(GIVEN RECORDS Opens)
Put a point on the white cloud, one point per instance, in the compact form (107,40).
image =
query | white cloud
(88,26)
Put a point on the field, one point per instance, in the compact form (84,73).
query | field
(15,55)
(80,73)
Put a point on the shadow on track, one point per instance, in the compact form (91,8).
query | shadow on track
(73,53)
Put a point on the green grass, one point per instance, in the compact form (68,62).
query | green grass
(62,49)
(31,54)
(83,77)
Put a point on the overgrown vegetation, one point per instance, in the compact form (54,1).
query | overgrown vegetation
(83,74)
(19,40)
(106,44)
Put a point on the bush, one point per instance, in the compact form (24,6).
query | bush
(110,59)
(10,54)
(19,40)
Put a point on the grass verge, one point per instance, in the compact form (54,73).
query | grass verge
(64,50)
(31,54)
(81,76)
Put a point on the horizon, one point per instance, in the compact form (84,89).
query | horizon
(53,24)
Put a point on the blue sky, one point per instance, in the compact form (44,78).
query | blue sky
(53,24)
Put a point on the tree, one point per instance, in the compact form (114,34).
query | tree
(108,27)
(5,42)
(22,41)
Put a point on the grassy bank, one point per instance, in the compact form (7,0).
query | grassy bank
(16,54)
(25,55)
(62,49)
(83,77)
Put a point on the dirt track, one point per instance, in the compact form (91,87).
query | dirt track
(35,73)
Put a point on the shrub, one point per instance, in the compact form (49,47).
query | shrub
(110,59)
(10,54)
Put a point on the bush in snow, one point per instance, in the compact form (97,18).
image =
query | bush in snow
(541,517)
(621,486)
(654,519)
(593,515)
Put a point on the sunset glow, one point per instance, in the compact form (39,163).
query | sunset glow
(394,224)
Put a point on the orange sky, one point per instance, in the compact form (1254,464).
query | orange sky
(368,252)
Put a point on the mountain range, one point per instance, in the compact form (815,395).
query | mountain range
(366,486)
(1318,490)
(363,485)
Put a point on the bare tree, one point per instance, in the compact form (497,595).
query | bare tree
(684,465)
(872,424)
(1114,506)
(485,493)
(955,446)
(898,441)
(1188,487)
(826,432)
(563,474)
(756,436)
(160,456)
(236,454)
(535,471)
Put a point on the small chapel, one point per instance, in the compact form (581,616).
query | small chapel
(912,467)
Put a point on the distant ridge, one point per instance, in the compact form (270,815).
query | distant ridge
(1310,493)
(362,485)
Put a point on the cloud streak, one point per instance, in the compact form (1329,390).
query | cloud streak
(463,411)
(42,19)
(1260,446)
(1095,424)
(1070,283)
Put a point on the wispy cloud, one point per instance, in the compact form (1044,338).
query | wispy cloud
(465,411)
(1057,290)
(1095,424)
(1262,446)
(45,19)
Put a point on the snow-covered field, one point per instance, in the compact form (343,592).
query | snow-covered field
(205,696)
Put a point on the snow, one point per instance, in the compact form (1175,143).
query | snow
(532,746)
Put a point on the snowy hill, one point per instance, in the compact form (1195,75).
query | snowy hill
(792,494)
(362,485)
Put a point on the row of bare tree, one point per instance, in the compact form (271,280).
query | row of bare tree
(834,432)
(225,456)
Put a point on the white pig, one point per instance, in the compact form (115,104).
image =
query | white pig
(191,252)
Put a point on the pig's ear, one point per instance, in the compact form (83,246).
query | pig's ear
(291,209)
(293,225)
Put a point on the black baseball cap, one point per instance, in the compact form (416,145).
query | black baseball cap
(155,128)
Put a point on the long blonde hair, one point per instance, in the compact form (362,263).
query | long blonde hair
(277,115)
(GIVEN RECORDS Closes)
Write the records out again, character for character.

▶ [TASK RESULT]
Put a point on the white cloud, one point per instance, in the compact form (107,40).
image =
query | white cloud
(88,26)
Put a point on the field, one point per instance, in the compact form (84,73).
query | field
(15,55)
(80,73)
Put a point on the shadow on track, one point per instance, in the compact form (91,8).
query | shadow on track
(73,53)
Put a point on the green grass, one point per instance, in the compact form (68,62).
query | green grass
(62,49)
(31,54)
(83,77)
Put a point on the overgrown vegetation, one point per instance, in the compact form (54,1).
query | overgrown vegetation
(83,74)
(19,40)
(106,44)
Put a point on the bush, one point per instance, in the compact form (24,6).
query | bush
(110,59)
(10,54)
(19,40)
Put a point on the grass verge, one point per instance, in the compact form (54,73).
query | grass verge
(64,50)
(31,54)
(81,76)
Put a point on the horizon, one point per instance, in the compact form (84,89).
query | horizon
(53,24)
Put a point on the blue sky, one point per instance, in the compact form (44,78).
query | blue sky
(53,24)
Put a point on the tree, one point per instance, in the compact form (114,34).
query | tree
(108,27)
(5,42)
(22,41)
Put a point on the grassy bank, one point per instance, in the compact form (7,0).
query | grassy bank
(16,54)
(25,55)
(62,49)
(83,77)
Put a point on the dirt track, one point per instance, in the compact form (91,87).
query | dirt track
(35,73)
Put a point on the shrub, one point per instance, in the compact form (49,47).
query | shrub
(110,59)
(10,54)
Put a point on the bush in snow, one point per instance, in the compact form (97,18).
image =
query | bush in snow
(541,517)
(621,486)
(654,519)
(593,515)
Put a point on the sunset glow, one point per instance, in the compact form (39,163).
query | sunset glow
(394,224)
Put a point on the orange sky, one point per instance, in the compact form (1254,464).
query | orange sky
(368,252)
Put a point on the mountain range, one point per instance, in the compact form (815,395).
query | mountain range
(366,486)
(1318,490)
(363,485)
Put a point on the bare tree, one point per instance, in the compact form (497,595).
query | bare tree
(684,465)
(872,424)
(1114,506)
(485,493)
(955,446)
(898,441)
(1188,487)
(826,432)
(563,474)
(756,436)
(160,456)
(236,454)
(535,471)
Put a point on the small chapel, one point per instance, in the compact form (581,616).
query | small chapel
(912,467)
Put a point on the distant ridge, one point per instance, in the compact form (270,815).
query | distant ridge
(1310,493)
(362,485)
Put a point on the cloud streak, one point per instance, in the compact form (1329,390).
query | cloud streak
(463,411)
(42,19)
(1260,446)
(1095,424)
(1070,283)
Put a point on the wispy cloud, one point per instance, in the compact form (1044,338).
query | wispy cloud
(465,411)
(1057,290)
(1095,424)
(1262,446)
(45,19)
Put a point on the snow-covered field, one point per instance, in the compact form (343,592).
query | snow-covered field
(205,696)
Put a point on the snow, one point per instance, in the compact form (1175,143).
query | snow
(532,746)
Put a point on the snowy hill, one point per instance, in the compact form (1195,75).
query | snowy hill
(792,494)
(362,485)
Put a point on the row of bare tree, one point per instance, in the compact form (271,280).
query | row of bare tree
(834,432)
(225,456)
Put a point on the white pig, one point per instance, in the compact form (115,104).
image =
query | white pig
(191,252)
Put a point on the pig's ear, one point per instance, in the compact form (83,246).
query | pig's ear
(291,209)
(293,225)
Put a point on the black baseball cap, one point per instance, in the compact form (416,145).
query | black baseball cap
(155,128)
Put a point on the long blonde hair, one point per instance, in the compact form (362,263).
query | long blonde hair
(277,115)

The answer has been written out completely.